Entrevista

'Bolsonaro é um criador de crises', diz Maílson da Nóbrega

Para economista e ex-ministro da Fazenda, pacote fiscal e queda dos combustíveis devem ajudar presidente, mas não reverte favoritismo de Lula

Em meio ao clima polarizado para as eleições deste ano e às confusões provocadas pelo presidente Jair Bolsonaro (PL) — que chegou até a falar mal do sistema eleitoral do país para embaixadores de mais de 70 países —, o economista e sócio da Tendências Consultoria Maílson da Nóbrega é taxativo ao falar sobre o que classifica de despreparo do chefe do Executivo para o cargo. "O Brasil não aguenta mais quatro anos de Bolsonaro", frisa.

"Um presidente, para liderar um país, deve ser uma fonte de previsibilidade, uma fonte de segurança, um farol para sinalizar os passos futuros do país e do governo. Bolsonaro é um criador de crises", destaca Maílson ao citar a polêmica reunião com embaixadores no último dia 18.

O economista assinou, ontem, a carta em defesa do Estado democrático organizada pela Faculdade de Direito da Universidade de São Paulo (USP), que reunia, no início da noite, quase 790 mil adesões. "As instituições estão sendo postas à prova. Ele (Bolsonaro) provocou e as instituições responderam."

Na avaliação do ex-ministro da Fazenda, a inflação não deve ceder facilmente e o pacote fiscal de R$ 41,2 bilhões aprovado pelo Congresso com a PEC Eleitoral ou Kamikaze vai ajudar a pressionar a inflação do próximo ano. Para ele, a situação fiscal é "muito frágil e periclitante". Aliás, Maílson não vê a economia decolando, como costuma dizer o ministro da Economia, Paulo Guedes, devido ao aperto monetário do Banco Central, que manterá a taxa básica da economia (Selic) em dois dígitos até o fim de 2023. "Como é que um país decola se vai cair a taxa de crescimento no próximo ano?", questiona. "É um avião que levanta voo e despenca", emenda. Pelas projeções da Tendências, o Produto Interno Bruto (PIB) do país deverá crescer 1,7%, neste ano, e, no ano que vem, desacelerar para 0,4%. A seguir, confira os principais trechos da entrevista concedida ao Correio Braziliense:

As eleições deste ano estão chegando e estão bastante polarizadas, como o senhor avalia a corrida presidencial?

_ _ _

• _Objetivos_
A – Imprima o trecho da entrevista com Maílson da Nóbrega que vai de "Em meio ao clima" até "último dia 18.", inclusive.
B – Dê a sequência da entrevista com Maílson da Nóbrega, começando logo depois da última frase mostrada.

_ _ _

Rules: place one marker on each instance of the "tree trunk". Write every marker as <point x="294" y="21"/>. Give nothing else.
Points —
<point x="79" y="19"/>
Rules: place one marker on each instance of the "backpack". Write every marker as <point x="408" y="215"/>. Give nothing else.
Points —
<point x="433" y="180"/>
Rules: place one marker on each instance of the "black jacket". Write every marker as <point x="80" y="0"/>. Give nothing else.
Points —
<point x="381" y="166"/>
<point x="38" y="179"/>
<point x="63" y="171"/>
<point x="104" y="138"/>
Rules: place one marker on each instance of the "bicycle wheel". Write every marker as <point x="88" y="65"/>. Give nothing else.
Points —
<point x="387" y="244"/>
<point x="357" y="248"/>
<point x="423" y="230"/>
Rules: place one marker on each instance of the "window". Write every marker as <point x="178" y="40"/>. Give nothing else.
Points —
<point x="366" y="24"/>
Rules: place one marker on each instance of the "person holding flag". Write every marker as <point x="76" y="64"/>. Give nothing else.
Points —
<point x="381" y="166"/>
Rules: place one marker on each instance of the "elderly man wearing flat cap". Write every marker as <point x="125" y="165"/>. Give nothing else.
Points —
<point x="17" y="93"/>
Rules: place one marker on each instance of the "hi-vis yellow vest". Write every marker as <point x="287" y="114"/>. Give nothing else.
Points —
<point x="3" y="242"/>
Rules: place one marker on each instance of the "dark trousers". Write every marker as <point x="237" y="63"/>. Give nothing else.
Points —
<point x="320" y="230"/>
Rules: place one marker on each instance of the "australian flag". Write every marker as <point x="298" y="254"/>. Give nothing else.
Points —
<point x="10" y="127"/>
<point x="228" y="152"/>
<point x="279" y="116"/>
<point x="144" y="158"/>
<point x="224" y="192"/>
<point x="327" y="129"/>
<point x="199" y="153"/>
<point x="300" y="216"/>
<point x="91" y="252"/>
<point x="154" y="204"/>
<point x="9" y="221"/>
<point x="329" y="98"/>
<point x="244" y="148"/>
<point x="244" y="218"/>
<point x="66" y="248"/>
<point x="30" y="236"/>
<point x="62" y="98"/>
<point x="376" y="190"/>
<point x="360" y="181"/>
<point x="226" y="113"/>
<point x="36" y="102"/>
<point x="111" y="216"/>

_ _ _

• _Respostas por tarefa_
A –
Em meio ao clima polarizado para as eleições deste ano e às confusões provocadas pelo presidente Jair Bolsonaro (PL) — que chegou até a falar mal do sistema eleitoral do país para embaixadores de mais de 70 países —, o economista e sócio da Tendências Consultoria Maílson da Nóbrega é taxativo ao falar sobre o que classifica de despreparo do chefe do Executivo para o cargo. "O Brasil não aguenta mais quatro anos de Bolsonaro", frisa.

"Um presidente, para liderar um país, deve ser uma fonte de previsibilidade, uma fonte de segurança, um farol para sinalizar os passos futuros do país e do governo. Bolsonaro é um criador de crises", destaca Maílson ao citar a polêmica reunião com embaixadores no último dia 18.

B –
Olha, a menos que haja a atuação do Sobrenatural de Almeida, um personagem do teatrólogo Nelson Rodrigues, que é aquela figura que aparece e muda o jogo, ou seja, o surpreendente, tudo indica que Lula ganha. Bolsonaro tem tido uma capacidade impressionante de perder apoio. Em 2018, o Sobrenatural de Almeida foi a facada. Lá na Tendências, achamos que Bolsonaro vai subir nas pesquisas e o Lula pode estagnar, mas dificilmente isso reverte o favoritismo de Lula. O que pode acontecer é outra coisa: a gente acha que não decide no primeiro turno.

Em um eventual segundo turno, Bolsonaro não pode virar o jogo?

Acho que não. Bolsonaro tem uma rejeição de mais de 60%. Nenhum presidente se elegeu no Brasil com mais de 40% de rejeição.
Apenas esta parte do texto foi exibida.